**Text segment**

Spatial Resolution Evaluation of a Photon Counting Detector-Based X-Ray Scatter Imaging System for Real-Time Lung Tumor Tracking
Abstract
Purpose
To evaluate the spatial resolution of an X-ray scatter imaging system utilizing a Photon Counting Detector (PCD) for real-time lung tumor tracking. Unlike transmission imaging, scatter imaging offers direct 3D tumor localization. This study quantifies the system's spatial resolution through measurement of Line Spread Function (LSF) and Modulation Transfer Function (MTF) under varying geometric and energy configurations.
Methods
A prototype system was constructed using a digital radiography X-ray source and a PCD with a custom tungsten collimator. An acrylic rod phantom (13 mm diameter) was imaged in two orientations: (1) Vertical (X-ray beam along the rod axis) to assess Z-direction resolution via the flat edge, and (2) Horizontal (X-ray beam perpendicular to the rod) to assess XY-direction resolution via the flat edge. We varied tube voltage (80/120 kV), Source-to-Object Distance (SOD: 68.5/83.5 cm), and Object-to-Detector Distance (ODD: 22.2/32.2 cm). Resolution was quantified by calculating the FWHM of the LSF and MTF derived from the edge images.
Results
Spatial resolution exhibited strong dependence on acquisition geometry and beam energy. In the Z-direction, FWHM ranged from 10.07 mm to 18.24 mm. Lower tube voltage (80 kV) improved resolution, attributed to reduced collimator septal penetration. Horizontal (XY) resolution has a minimum FWHM of 8.23 mm (MTF50 = 0.54 lp/cm). Reducing the ODD significantly improved spatial resolution.
Conclusion
This study establishes baseline spatial resolution metrics for PCD-based scatter imaging. While inherent scatter LSF is broader than transmission imaging, the results confirm that resolution is controllable via geometric and energy optimization. The superior XY resolution supports the system’s viability for lateral tumor tracking in SBRT. Future work will focus on system integration, including the addition of a motion stage for automated data acquisition, and comprehensive optimization studies to determine the geometric configuration that yields the optimal scatter image quality.

**Data for review**
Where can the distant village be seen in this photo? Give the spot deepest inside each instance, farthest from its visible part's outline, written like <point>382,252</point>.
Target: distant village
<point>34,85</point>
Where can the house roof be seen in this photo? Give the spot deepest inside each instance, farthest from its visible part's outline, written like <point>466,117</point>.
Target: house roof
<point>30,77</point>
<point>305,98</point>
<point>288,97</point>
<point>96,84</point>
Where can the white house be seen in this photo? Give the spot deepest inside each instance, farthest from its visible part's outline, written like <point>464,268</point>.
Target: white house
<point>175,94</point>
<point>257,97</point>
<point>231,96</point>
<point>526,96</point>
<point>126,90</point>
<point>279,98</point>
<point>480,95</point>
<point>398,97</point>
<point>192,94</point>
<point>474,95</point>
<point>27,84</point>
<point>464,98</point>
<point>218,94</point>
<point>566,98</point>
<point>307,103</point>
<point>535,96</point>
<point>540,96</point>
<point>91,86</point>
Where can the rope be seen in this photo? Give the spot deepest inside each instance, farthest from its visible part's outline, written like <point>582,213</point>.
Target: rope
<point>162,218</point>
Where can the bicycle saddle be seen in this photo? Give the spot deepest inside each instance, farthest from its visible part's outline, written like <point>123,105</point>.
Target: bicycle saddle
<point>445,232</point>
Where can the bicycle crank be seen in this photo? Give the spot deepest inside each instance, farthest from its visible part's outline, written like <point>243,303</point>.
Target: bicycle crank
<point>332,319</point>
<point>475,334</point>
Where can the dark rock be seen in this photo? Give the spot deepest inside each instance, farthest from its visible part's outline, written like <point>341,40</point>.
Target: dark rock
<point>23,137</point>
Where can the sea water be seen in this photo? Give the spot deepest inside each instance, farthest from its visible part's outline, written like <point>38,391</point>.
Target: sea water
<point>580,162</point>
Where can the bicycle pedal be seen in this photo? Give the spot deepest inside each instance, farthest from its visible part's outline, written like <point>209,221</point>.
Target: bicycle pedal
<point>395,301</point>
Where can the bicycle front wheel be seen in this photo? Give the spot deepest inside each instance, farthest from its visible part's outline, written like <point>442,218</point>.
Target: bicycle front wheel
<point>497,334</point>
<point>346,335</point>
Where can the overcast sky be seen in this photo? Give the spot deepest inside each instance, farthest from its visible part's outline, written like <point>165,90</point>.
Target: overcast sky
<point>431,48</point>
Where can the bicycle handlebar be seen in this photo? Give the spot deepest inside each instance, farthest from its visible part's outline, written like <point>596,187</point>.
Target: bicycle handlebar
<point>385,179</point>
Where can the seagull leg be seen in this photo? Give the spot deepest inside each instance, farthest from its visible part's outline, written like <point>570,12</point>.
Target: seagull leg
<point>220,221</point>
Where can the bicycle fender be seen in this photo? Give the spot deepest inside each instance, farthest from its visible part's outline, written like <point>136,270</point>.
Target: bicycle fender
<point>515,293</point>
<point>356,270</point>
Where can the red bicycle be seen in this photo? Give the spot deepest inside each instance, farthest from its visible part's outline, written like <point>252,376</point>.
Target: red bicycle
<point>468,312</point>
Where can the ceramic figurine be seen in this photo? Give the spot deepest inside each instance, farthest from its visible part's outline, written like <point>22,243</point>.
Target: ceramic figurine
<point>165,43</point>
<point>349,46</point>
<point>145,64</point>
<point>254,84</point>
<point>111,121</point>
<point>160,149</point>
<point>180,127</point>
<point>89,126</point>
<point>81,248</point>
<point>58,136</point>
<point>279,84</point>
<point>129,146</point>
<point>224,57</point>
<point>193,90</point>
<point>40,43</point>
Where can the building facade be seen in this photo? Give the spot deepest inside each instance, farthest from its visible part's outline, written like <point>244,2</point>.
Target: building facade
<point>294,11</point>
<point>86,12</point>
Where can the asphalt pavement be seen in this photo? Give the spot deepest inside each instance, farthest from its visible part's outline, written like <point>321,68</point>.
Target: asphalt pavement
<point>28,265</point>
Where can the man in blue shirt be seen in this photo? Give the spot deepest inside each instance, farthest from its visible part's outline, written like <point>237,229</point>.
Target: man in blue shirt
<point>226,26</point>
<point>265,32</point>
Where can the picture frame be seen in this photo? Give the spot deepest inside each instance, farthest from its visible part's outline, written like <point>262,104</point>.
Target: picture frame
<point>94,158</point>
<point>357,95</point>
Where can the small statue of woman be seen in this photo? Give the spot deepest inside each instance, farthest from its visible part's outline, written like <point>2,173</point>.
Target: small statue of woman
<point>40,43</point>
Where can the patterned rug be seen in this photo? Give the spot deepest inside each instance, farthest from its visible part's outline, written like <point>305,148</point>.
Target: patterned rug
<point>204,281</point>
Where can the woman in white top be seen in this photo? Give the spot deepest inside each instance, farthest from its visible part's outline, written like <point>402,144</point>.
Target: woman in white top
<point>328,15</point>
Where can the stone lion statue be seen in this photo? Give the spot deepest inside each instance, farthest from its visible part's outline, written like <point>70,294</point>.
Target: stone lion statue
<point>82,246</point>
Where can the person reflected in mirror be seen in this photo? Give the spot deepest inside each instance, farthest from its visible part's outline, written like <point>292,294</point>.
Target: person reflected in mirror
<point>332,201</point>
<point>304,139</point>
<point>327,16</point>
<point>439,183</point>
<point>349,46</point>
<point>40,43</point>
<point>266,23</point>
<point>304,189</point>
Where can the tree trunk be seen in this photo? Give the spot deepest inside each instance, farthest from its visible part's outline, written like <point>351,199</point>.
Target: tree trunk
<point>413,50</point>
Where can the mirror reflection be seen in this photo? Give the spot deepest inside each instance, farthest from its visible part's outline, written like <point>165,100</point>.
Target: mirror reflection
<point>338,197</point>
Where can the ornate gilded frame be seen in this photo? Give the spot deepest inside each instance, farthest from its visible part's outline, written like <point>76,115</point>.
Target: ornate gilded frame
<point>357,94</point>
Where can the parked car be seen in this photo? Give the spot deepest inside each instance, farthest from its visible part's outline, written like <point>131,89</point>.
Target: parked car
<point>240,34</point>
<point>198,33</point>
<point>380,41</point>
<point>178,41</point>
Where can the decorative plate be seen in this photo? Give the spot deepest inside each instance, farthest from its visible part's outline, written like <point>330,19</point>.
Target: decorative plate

**Work to complete**
1: In the abstract, why did the lower tube voltage give better Z-direction resolution? Answer in one to three sentences.
2: Can you reproduce the passage of the abstract that begins at the words "Spatial Resolution Evaluation" and stops after "and energy configurations."?

**List of solutions**
1: Lower tube voltage (80 kV) gave better Z-direction resolution because it reduced septal penetration in the collimator.

2:
Spatial Resolution Evaluation of a Photon Counting Detector-Based X-Ray Scatter Imaging System for Real-Time Lung Tumor Tracking
Abstract
Purpose
To evaluate the spatial resolution of an X-ray scatter imaging system utilizing a Photon Counting Detector (PCD) for real-time lung tumor tracking. Unlike transmission imaging, scatter imaging offers direct 3D tumor localization. This study quantifies the system's spatial resolution through measurement of Line Spread Function (LSF) and Modulation Transfer Function (MTF) under varying geometric and energy configurations.